Tugas Pengerjaan: Lanjutkan teks sumber tentang sastra karawitan Jawa di bawah ini, mulai dari kalimat sesudah kalimat terakhirnya.

━━━ Teks Sumber ━━━

Konsep demikian sesungguhnya masih belum mendapat persetujuan dari berbagai pihak, karena
ada yang menyebutkan bahwa sastra krawitan itu tidak lain merupakan karya sastra biasa yang dikutip
dari karya sastra lain. Di lain pihak ada yang yakin bahwa sastra krawitan adalah karya agung yang
sengaja diformat untuk kepentingan krawitan.
Pemakaian sastra karawitan dalam gendhing, memiliki nilai tertentu. Nilai-nilai itu berguna bagi
pendengarnya. Mantle Hood (Sumarsam, 2002:22-23) menyatakan bahwa gendhing Sekaten, adalah
corak gamelan Jawa yang memiliki misi tertentu. Gendhing Sekaten mengandung sastra karawitan Jawa,
yang sangat berguna untuk menanamkan pendidikan karakter. Nilai-nilai kultural ini sering kurang
termaknai secara proporsional oleh penikmatnya. Kemungkinan besar keterasingan makna sastra
karawitan Jawa itu dikarenakan oleh sulitnya syair dan konteks sastra karawitan Jawa itu sendiri.
Dalam sastra karawitan Jawa sebenarnya terkandung makna filosofi, etika, unggah-ungguh, dan
kawruh lain yang bermanfaat. Makna tersebut seluruhnya berkaitan dengan wawasan pendidikan budi
pekerti luhur manusia, yakni berusaha memanusiakan manusia. Nilai-nilai itu akan meletakkan manusia
pada posisi yang semestinya. Nilai pendidikan budi pekerti luhur sastra karawitan Jawa dapat menjadi
pedoman hidup, penyaring tindakan, dan petunjuk etika dalam kehidupan sehari-hari. Hidup manusia
kelak akan semakin bijaksana dan penuh nilai kemanusiaan. Pemahaman atas kedalaman makna sastra
karawitan Jawa jelas penting. Pemaknaan melalui alunan gendhing akan menciptakan ritme rasa yang
menyentuh hati. Dari sini, sastra karawitan Jawa sebenarnya memiliki daya kekuatan estetis dan
sekaligus etis untuk membangun karakter manusia.

━━━ Cuplikan Data ━━━

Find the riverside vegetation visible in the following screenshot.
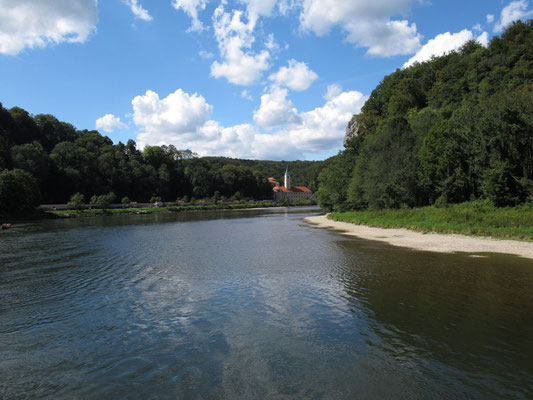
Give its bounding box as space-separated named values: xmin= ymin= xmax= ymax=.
xmin=0 ymin=104 xmax=324 ymax=219
xmin=317 ymin=20 xmax=533 ymax=240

━━━

Jawaban Benar:
Pengungkapan makna sastra karawitan Jawa yang memuat nilai-nilai pendidikan budi pekerti
luhur akan membantu pembaca agar bersikap arif dalam kehidupan. Nilai-nilai itu lebih tumama
(tertanam), lebih kasalira (dijiwai) sebab dilantunkan bersamaan dengan gendhing. Gendhing dan sastra
tidak terpisahkan, sehingga membentuk alunan nada yang mudah meresap pada jiwa manusia.
Sebagaimana Langar (2006:29) menyebutkan bahwa suatu pesan itu dapat tersebar dari karya seni yang
mengekspresikan sebuah konsepsi kehidupan, emosi, dan kenyataan batiniah. Hal ini berarti ada
keterkaitan antara seni dengan aspek psikologi seseorang.
Sastra adalah karya yang indah dan berguna (Teeuw, 1984:24). Keindahan sastra terletak pada
estetikanya. Kegunaan sastra tergantung muatan (makna) yang dikandungnya. Sastra ada yang
diwujudkan dalam bentuk teks dan ada yang muncul dalam pertunjukan. Sastra yang wujud teks pun
kadang-kadang ditampilkan dalam pertunjukan gamelan. Sastra yang ditampilkan bersama suara
gamelan disebut sastra gamelan. Sastra gamelan dinamakan juga sastra karawitan Jawa.
Menurut Soetandyo (2002:58),karawitan adalah seni suara Jawa dengan laras slendro dan pelog
yang menggunakan alat gamelan. Pengertian ini menandaskan bahwa karawitan memang khas Jawa.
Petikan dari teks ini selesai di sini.